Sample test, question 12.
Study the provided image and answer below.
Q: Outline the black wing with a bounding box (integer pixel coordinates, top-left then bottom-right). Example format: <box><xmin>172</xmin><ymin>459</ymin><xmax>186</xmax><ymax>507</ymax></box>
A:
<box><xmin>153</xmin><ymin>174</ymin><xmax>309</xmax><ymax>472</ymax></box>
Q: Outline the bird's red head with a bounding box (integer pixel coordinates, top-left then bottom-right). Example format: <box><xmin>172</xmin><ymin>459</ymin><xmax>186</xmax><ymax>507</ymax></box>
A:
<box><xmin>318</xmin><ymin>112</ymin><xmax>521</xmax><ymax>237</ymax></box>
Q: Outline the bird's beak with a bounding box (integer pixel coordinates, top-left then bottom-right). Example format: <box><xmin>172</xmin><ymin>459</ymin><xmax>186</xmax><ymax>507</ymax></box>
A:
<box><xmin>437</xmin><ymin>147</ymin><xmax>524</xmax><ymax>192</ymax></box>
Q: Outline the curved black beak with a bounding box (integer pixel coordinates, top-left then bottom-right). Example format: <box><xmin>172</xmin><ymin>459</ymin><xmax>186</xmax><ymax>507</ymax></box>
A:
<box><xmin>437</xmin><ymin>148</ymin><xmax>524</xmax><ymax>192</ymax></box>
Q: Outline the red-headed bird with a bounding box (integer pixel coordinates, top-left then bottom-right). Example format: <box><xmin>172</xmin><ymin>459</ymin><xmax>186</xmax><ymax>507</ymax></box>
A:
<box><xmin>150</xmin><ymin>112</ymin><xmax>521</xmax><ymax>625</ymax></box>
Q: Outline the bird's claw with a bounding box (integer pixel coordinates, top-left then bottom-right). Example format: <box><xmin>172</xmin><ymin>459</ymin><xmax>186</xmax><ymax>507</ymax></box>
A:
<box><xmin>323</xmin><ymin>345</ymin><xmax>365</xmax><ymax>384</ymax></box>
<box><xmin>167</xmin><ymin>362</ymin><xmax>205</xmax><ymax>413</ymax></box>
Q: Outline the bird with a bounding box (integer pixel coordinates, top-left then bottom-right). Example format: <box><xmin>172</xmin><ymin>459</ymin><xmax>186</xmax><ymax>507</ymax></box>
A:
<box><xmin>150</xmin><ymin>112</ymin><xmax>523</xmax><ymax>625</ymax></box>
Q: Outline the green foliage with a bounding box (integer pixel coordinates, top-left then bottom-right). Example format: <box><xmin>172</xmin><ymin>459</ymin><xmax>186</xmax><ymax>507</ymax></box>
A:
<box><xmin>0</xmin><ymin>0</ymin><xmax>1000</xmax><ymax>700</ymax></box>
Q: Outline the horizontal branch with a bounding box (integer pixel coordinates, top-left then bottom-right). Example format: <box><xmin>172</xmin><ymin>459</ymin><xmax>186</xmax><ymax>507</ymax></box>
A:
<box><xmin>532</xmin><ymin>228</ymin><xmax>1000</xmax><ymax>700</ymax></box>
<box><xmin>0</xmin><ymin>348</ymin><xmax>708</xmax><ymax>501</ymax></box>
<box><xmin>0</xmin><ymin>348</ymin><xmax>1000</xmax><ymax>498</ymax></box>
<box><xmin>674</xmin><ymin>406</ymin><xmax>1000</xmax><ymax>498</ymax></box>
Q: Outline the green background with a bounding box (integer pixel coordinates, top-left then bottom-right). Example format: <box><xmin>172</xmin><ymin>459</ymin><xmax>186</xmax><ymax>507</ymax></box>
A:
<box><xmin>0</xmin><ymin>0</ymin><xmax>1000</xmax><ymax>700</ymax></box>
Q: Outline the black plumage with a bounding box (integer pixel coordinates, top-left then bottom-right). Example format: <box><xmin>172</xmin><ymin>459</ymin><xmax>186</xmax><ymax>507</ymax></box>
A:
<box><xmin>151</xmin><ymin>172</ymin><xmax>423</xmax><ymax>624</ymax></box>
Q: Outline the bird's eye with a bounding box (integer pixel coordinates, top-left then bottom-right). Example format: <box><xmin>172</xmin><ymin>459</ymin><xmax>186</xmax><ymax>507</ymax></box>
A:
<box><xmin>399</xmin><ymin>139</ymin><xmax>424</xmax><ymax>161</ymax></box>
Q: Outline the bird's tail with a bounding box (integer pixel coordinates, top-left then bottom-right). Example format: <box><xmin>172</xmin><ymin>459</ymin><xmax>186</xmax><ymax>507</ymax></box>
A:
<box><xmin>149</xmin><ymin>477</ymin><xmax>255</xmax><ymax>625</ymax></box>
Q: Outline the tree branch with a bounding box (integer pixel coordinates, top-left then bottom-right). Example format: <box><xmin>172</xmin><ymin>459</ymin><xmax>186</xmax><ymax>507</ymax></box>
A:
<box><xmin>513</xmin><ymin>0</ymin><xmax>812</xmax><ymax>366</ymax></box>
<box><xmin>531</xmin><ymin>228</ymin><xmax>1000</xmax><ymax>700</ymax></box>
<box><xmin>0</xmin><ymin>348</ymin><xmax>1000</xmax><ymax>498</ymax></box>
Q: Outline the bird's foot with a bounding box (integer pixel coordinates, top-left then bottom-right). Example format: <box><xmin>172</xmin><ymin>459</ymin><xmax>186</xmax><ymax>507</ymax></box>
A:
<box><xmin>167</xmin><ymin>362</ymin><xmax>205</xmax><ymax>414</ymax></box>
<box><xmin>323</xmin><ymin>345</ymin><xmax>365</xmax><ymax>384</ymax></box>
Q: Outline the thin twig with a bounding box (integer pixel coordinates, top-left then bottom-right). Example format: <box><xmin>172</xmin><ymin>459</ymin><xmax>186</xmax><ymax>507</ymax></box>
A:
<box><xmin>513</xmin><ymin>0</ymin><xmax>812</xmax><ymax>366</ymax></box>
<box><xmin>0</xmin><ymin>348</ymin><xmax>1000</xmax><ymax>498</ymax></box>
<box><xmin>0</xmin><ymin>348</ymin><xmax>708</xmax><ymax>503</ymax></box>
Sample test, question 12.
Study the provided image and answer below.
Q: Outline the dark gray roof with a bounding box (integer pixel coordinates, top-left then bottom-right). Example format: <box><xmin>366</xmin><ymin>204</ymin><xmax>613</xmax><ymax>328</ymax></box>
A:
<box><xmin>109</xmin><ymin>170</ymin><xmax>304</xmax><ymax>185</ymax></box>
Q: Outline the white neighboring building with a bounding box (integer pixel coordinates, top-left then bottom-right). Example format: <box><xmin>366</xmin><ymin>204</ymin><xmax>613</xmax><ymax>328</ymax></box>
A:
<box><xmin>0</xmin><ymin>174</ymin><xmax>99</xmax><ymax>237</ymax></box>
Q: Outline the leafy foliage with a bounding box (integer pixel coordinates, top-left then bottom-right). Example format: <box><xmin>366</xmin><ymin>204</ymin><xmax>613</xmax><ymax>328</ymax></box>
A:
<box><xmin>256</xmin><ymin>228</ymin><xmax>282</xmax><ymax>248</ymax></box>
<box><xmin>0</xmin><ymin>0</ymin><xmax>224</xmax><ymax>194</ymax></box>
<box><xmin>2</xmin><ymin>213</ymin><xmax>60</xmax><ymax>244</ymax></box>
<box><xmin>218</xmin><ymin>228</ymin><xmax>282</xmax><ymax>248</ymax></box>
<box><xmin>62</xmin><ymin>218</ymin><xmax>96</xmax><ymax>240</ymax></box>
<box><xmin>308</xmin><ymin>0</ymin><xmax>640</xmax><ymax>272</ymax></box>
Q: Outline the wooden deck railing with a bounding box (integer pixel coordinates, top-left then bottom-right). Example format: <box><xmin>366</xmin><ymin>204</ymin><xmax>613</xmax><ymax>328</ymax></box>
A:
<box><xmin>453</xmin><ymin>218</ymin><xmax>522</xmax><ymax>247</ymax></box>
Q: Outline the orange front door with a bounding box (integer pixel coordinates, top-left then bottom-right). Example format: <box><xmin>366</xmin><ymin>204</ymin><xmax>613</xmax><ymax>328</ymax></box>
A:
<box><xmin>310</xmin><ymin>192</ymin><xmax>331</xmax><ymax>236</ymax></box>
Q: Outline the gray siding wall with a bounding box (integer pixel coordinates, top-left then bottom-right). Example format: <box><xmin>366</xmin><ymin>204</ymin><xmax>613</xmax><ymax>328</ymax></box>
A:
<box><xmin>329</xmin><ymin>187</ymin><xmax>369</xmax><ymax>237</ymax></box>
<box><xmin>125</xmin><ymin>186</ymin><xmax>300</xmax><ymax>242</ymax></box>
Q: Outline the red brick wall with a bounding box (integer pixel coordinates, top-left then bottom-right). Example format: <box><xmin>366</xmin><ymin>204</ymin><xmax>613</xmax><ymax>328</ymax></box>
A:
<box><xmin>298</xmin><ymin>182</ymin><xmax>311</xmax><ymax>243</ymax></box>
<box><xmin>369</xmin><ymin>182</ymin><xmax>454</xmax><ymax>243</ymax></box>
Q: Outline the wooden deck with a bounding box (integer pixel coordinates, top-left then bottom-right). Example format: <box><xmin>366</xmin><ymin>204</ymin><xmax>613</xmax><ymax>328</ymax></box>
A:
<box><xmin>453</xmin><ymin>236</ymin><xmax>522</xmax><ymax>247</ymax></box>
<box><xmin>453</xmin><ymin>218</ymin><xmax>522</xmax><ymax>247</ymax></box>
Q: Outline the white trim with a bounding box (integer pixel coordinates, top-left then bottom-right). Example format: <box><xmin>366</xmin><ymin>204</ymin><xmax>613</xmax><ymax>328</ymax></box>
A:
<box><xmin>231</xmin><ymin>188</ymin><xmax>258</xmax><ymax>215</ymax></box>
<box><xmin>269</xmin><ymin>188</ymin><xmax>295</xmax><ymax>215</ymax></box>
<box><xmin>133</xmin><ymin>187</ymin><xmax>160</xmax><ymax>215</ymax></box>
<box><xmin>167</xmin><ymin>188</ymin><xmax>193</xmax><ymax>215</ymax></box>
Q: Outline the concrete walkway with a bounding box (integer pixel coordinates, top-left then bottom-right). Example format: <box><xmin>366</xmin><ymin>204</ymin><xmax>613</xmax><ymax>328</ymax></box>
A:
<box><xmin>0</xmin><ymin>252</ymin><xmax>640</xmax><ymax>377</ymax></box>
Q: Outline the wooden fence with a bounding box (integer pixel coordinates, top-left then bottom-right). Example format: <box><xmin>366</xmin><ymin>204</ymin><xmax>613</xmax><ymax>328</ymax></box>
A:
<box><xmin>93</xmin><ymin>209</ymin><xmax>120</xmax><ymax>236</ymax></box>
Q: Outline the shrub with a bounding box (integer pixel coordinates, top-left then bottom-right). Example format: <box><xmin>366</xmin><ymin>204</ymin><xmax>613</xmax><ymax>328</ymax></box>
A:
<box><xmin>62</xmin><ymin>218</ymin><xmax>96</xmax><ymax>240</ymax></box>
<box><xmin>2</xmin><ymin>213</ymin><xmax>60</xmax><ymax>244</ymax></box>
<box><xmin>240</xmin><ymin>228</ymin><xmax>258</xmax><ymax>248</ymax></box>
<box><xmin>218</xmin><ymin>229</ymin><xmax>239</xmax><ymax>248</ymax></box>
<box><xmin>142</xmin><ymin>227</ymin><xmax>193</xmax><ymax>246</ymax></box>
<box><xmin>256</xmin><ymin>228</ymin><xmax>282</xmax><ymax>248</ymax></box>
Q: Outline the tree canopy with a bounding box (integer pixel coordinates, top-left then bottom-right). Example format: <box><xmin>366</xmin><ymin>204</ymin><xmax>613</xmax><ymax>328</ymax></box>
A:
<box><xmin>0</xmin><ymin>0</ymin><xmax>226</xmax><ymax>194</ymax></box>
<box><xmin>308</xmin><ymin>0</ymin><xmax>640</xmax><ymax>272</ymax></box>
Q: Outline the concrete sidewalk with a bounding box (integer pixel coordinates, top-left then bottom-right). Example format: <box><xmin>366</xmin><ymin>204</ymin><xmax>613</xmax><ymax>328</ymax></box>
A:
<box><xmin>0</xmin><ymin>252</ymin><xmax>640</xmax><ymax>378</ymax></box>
========
Task brief. Count the lines in the items above that contain the string "bird", matching case exactly, and reply with only that number.

The output. 8